Set problem: Copy word for word the rows between the line containing "of the city" and the end of the rows, both included.

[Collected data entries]

--- BEGIN ---

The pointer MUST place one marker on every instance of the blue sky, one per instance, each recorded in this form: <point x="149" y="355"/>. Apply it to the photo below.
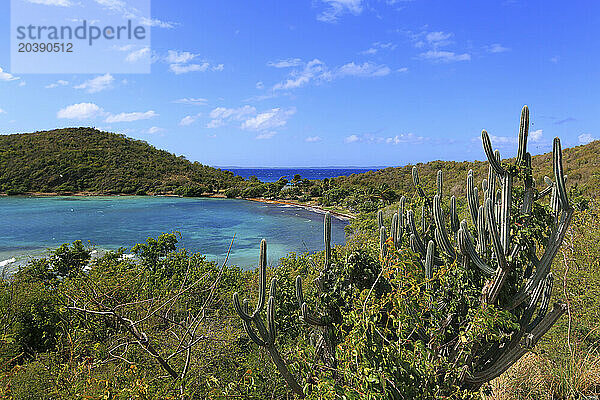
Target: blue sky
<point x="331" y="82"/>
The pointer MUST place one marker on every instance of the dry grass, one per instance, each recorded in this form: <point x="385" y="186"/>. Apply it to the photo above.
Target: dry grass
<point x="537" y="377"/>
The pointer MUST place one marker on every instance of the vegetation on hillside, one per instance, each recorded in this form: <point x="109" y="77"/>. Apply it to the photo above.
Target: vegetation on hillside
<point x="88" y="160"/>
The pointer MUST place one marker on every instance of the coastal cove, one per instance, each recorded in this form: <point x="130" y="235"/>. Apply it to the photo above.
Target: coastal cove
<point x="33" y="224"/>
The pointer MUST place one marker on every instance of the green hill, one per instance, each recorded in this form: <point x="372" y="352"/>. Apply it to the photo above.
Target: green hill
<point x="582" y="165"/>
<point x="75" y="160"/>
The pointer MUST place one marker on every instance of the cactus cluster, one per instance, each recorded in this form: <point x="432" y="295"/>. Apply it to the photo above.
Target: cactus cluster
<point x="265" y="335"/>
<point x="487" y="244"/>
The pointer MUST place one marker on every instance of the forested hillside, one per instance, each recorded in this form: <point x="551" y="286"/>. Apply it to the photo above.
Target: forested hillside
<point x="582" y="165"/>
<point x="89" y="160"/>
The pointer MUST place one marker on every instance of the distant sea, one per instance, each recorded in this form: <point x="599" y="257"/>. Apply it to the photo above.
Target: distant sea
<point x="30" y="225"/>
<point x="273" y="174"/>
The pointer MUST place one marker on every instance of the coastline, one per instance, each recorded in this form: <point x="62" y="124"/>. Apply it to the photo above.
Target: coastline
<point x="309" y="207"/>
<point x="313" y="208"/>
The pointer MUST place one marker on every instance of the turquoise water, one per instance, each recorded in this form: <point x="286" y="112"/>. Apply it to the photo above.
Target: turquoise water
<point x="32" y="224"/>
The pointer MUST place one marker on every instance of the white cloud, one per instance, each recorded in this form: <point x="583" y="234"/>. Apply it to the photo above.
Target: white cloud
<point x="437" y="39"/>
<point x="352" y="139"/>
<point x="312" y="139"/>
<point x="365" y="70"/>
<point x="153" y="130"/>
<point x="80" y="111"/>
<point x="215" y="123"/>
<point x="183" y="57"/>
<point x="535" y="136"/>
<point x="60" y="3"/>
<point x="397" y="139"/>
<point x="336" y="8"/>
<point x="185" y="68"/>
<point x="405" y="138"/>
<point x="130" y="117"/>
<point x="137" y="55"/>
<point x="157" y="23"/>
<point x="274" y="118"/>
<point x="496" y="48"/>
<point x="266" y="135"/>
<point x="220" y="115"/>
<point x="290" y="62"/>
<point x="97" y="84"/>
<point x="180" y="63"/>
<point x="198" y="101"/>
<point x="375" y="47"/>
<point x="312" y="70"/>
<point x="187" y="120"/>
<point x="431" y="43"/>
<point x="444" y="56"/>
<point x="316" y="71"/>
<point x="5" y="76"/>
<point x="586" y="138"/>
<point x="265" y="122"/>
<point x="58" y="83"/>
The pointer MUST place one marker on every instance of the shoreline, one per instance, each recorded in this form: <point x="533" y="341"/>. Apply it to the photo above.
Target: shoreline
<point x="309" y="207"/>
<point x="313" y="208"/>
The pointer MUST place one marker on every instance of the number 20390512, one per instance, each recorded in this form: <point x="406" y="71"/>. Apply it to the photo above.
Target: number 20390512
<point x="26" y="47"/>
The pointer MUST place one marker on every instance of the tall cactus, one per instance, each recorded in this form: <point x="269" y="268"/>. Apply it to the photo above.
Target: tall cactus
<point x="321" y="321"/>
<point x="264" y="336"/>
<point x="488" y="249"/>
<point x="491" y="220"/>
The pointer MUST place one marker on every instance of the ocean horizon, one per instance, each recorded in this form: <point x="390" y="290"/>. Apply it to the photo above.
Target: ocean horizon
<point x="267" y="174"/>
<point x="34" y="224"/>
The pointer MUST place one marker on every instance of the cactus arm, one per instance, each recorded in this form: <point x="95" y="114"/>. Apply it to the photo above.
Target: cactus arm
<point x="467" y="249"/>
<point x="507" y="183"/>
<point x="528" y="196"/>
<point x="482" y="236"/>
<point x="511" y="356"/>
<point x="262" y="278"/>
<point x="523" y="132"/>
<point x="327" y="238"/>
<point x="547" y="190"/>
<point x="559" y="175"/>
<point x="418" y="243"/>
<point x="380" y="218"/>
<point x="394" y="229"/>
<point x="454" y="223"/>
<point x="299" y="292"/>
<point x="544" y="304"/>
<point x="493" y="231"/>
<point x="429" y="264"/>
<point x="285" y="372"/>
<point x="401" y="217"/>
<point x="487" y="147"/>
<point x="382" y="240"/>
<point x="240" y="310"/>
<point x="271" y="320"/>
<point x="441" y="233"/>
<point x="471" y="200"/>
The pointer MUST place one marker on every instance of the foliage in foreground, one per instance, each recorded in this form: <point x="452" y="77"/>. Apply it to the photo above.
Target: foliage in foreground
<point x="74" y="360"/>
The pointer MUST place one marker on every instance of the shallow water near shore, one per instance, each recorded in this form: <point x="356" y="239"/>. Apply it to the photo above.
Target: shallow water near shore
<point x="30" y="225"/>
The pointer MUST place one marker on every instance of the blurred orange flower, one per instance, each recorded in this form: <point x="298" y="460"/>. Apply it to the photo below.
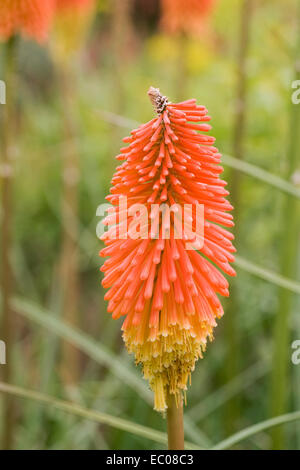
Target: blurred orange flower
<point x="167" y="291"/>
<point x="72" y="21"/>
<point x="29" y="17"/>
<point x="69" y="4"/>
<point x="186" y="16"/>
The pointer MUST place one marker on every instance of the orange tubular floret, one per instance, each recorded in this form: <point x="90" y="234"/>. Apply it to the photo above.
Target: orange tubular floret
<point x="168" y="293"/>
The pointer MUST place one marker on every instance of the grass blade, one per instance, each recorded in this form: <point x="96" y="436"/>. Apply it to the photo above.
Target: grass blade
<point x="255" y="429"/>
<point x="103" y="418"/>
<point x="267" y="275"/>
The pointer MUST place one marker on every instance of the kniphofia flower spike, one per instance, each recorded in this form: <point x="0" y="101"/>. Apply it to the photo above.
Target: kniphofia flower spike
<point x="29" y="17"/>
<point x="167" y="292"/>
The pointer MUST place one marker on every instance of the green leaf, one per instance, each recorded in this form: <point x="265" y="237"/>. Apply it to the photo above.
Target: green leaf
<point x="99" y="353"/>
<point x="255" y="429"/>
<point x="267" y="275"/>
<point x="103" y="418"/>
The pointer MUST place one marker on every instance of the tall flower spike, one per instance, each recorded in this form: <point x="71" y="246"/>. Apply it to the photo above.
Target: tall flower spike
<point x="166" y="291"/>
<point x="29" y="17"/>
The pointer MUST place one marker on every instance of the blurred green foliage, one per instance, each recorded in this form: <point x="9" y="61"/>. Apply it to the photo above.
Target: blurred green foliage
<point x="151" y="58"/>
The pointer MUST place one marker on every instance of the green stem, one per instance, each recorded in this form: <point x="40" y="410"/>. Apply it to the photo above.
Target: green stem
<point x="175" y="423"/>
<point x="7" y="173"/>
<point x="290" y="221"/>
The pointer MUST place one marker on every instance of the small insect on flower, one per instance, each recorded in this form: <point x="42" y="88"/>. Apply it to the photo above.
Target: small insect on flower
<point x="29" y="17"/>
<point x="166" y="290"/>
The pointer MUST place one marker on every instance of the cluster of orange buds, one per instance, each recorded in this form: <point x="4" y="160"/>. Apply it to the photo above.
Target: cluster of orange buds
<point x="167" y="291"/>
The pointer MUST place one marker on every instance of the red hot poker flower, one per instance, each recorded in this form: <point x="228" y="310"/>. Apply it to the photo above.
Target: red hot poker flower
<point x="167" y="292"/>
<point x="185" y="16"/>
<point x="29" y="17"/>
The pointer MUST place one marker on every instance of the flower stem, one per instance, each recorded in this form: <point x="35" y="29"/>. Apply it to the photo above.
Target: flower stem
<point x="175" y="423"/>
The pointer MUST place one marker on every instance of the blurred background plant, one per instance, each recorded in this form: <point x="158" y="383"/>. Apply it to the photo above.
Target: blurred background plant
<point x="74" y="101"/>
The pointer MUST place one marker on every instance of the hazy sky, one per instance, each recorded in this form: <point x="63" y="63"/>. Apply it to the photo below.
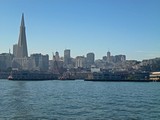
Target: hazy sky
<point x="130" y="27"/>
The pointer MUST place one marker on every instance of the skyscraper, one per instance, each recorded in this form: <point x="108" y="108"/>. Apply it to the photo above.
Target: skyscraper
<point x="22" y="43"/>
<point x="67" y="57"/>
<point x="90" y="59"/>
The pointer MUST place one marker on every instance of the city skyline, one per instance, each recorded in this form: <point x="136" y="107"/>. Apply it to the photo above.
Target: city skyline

--- END ---

Expected output:
The pointer MUST place one marker on every instance of the city skyline, one per instance, each recorded in this form: <point x="136" y="107"/>. Apply it to the photo above.
Target: city skyline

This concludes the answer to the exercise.